== GIVEN RECORDS
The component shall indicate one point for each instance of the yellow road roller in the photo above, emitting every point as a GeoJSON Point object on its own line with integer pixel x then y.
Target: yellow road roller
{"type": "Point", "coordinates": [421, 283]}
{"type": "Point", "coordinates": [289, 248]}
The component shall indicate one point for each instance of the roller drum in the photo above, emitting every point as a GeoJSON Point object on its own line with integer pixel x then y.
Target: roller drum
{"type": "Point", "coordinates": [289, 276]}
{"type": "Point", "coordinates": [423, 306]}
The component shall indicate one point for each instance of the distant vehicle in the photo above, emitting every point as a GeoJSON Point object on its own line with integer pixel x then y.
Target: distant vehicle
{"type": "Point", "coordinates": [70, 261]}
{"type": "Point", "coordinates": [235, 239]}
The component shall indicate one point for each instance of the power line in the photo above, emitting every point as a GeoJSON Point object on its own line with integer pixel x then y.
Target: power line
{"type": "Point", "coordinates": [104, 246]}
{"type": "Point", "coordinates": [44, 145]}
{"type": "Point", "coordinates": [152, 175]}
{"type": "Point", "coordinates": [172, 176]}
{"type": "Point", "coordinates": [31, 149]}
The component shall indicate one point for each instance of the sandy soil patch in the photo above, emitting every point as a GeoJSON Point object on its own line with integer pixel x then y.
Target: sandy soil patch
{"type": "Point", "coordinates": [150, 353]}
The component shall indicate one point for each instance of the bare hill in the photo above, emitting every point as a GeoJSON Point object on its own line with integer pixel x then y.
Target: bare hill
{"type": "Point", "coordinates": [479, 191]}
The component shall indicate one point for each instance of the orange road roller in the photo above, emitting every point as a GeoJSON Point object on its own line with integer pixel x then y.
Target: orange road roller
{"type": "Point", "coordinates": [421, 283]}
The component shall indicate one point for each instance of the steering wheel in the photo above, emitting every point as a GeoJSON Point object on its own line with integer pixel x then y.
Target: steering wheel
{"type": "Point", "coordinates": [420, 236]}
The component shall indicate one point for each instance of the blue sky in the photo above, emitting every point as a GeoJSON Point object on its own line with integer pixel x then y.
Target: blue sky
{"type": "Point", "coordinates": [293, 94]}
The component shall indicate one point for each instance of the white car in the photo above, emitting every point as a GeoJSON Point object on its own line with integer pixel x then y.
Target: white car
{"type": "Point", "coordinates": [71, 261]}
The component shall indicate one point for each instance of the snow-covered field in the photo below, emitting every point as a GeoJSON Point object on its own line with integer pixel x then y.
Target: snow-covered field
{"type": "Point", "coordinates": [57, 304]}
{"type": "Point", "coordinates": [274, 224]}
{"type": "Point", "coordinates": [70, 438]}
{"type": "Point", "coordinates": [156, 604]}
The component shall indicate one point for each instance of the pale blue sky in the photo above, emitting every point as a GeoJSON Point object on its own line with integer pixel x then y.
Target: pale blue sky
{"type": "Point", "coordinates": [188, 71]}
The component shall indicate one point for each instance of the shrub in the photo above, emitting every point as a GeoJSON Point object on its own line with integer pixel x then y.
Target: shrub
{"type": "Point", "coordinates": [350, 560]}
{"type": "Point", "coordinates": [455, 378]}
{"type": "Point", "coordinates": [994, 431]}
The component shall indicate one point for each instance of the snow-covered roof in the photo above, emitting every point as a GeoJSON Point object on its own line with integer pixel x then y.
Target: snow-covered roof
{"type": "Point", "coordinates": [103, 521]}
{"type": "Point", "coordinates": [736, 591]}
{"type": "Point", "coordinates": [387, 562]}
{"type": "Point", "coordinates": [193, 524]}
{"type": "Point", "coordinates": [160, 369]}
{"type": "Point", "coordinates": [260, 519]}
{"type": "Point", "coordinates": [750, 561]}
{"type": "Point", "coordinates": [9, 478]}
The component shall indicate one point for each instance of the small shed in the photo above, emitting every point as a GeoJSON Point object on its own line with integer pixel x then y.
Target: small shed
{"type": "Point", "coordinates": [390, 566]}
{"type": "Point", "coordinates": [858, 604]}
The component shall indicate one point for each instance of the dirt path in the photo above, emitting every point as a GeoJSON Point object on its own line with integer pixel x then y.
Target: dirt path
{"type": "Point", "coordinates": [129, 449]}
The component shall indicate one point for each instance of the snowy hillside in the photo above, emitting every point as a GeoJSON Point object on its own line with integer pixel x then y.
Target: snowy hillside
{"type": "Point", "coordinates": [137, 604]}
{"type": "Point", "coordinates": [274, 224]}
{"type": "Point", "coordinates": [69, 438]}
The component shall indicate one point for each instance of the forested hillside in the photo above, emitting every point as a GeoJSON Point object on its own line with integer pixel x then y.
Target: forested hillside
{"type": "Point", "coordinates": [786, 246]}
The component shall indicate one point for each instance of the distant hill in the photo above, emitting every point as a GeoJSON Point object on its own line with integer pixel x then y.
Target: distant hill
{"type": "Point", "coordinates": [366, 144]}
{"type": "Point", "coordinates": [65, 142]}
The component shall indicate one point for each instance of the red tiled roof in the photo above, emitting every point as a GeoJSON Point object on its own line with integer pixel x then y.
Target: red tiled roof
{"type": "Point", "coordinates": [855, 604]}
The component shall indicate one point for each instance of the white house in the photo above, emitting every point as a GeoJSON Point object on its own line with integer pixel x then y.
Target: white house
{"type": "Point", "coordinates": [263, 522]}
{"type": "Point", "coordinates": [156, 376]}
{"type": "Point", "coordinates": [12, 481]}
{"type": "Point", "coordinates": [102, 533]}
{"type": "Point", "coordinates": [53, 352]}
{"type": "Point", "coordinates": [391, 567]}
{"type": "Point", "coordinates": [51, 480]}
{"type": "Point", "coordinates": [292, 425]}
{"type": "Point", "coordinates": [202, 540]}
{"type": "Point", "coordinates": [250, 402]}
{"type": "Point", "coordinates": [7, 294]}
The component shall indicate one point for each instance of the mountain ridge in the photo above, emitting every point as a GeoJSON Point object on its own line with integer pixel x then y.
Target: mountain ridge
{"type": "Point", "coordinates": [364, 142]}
====
AIM OF THE TASK :: Swap every occurrence of "component" in the rows above for "module", then give all the rows again with nothing else altered.

CORRECT OUTPUT ::
The module shall indicate one point for each instance of the yellow road roller in the photo above, emitting every point as a GeoJSON Point object on its own line with integer pixel x then y.
Target: yellow road roller
{"type": "Point", "coordinates": [421, 283]}
{"type": "Point", "coordinates": [289, 248]}
The module shall indicate one point for each instance of the roller drum in the photo above, emitting every point as a GeoJSON Point object on its own line with integer pixel x then y.
Target: roller drum
{"type": "Point", "coordinates": [289, 276]}
{"type": "Point", "coordinates": [423, 306]}
The module shall indicate one point for each instance of the distant vehicle in the photo above, emitting every point as a GeoJSON Point object on its own line with integer pixel x then y.
Target: distant vehicle
{"type": "Point", "coordinates": [70, 261]}
{"type": "Point", "coordinates": [235, 239]}
The module shall indicate one point for each instance of the power line in the photo above, emitting every point as a GeoJSON Point object on its own line with integer pixel x then y.
Target: power line
{"type": "Point", "coordinates": [104, 246]}
{"type": "Point", "coordinates": [44, 145]}
{"type": "Point", "coordinates": [152, 175]}
{"type": "Point", "coordinates": [172, 176]}
{"type": "Point", "coordinates": [31, 149]}
The module shall indicate one point for each instance of the sandy soil patch in the photo above, emitting every point as a GeoJSON Point object on its own line with integer pixel x then y.
Target: sandy soil patch
{"type": "Point", "coordinates": [150, 353]}
The module shall indicate one point for each instance of the bare hill in the photo above, emitting every point as a GeoJSON Point object on its own line with integer pixel x then y.
Target: bare hill
{"type": "Point", "coordinates": [479, 191]}
The module shall indicate one point for each instance of the orange road roller in the photo above, emitting every point as a GeoJSON Point object on its own line with integer pixel x then y.
Target: orange road roller
{"type": "Point", "coordinates": [421, 283]}
The module shall indicate one point for each instance of the steering wheel in the photo above, emitting every point as a GeoJSON Point object on its own line with integer pixel x then y.
Target: steering wheel
{"type": "Point", "coordinates": [420, 236]}
The module shall indicate one point for each instance of the blue sky in the photo above, emitting every point as a GeoJSON Point object on its own line with integer pixel x then y.
Target: blue sky
{"type": "Point", "coordinates": [293, 94]}
The module shall indicate one point for each instance of the white car in the photo above, emitting every point as a GeoJSON Point object on its own line with integer pixel x then y.
Target: white car
{"type": "Point", "coordinates": [71, 261]}
The module shall indicate one point for each instance of the snow-covered field in the photo below, emitting every point as a GeoJSON Point object on its own line with integer pixel x then y.
Target: snow-covered field
{"type": "Point", "coordinates": [57, 304]}
{"type": "Point", "coordinates": [274, 224]}
{"type": "Point", "coordinates": [70, 438]}
{"type": "Point", "coordinates": [156, 604]}
The module shall indicate one point for each instance of the pale blue sky in the photo above, emitting every point as a GeoJSON Point object on its own line with integer pixel x then y.
Target: pale blue sky
{"type": "Point", "coordinates": [188, 71]}
The module shall indicate one point for each instance of the shrub in the photo above, emitting every point as a GeoJSON Point object on its own line with integer pixel x then y.
Target: shrub
{"type": "Point", "coordinates": [350, 560]}
{"type": "Point", "coordinates": [455, 378]}
{"type": "Point", "coordinates": [994, 431]}
The module shall indicate one point for each instance of the snow-covered roof in the photo above, emitting every point as a GeoJSON Point object on its own line with integer pixel x then y.
Target: snow-covered roof
{"type": "Point", "coordinates": [103, 521]}
{"type": "Point", "coordinates": [736, 591]}
{"type": "Point", "coordinates": [387, 562]}
{"type": "Point", "coordinates": [193, 524]}
{"type": "Point", "coordinates": [160, 369]}
{"type": "Point", "coordinates": [260, 519]}
{"type": "Point", "coordinates": [750, 561]}
{"type": "Point", "coordinates": [9, 478]}
The module shall indicate one point for each instance of the small shed in the photo above, emitting every point as a GeoJSON Point object on its own line with integer pixel x then y.
Target: small shed
{"type": "Point", "coordinates": [390, 566]}
{"type": "Point", "coordinates": [858, 604]}
The module shall indicate one point for each instance of the dirt path in the photo above, emitting every point as a GeoJSON Point object on its own line with integer pixel x then y.
Target: dirt path
{"type": "Point", "coordinates": [129, 449]}
The module shall indicate one point for each instance of the snowy hillside in the photo above, emitting every point as a GeoJSON Point object on its own line with integer pixel x then y.
Target: snowy hillside
{"type": "Point", "coordinates": [137, 604]}
{"type": "Point", "coordinates": [274, 224]}
{"type": "Point", "coordinates": [69, 438]}
The module shall indicate one point for each instance of the forested hillside in the photo above, emitting every point as a GeoJSON Point object on its own line with integer pixel x then y.
Target: forested hillside
{"type": "Point", "coordinates": [786, 246]}
The module shall indicate one point for each instance of the distant hill in the photo above, emitting every point as a GeoJSON Point object on its own line with integer pixel x then y.
Target: distant hill
{"type": "Point", "coordinates": [366, 144]}
{"type": "Point", "coordinates": [65, 142]}
The module shall indicate one point for each instance of the red tiled roof in the photo above, emitting every point as a GeoJSON Point object on its own line with integer pixel x then y.
Target: red tiled roof
{"type": "Point", "coordinates": [855, 604]}
The module shall indicate one point for each instance of the white house in the photo above, emitting every point as a GeoJSON Point object on its own line with integer pixel x then y.
Target: white house
{"type": "Point", "coordinates": [263, 522]}
{"type": "Point", "coordinates": [156, 376]}
{"type": "Point", "coordinates": [12, 481]}
{"type": "Point", "coordinates": [102, 533]}
{"type": "Point", "coordinates": [53, 352]}
{"type": "Point", "coordinates": [391, 567]}
{"type": "Point", "coordinates": [51, 480]}
{"type": "Point", "coordinates": [292, 425]}
{"type": "Point", "coordinates": [202, 540]}
{"type": "Point", "coordinates": [250, 402]}
{"type": "Point", "coordinates": [7, 294]}
The module shall indicate one point for each instance of the mountain ridge in the photo above, emitting every point as a GeoJSON Point object on its own line with integer pixel x then y.
Target: mountain ridge
{"type": "Point", "coordinates": [364, 142]}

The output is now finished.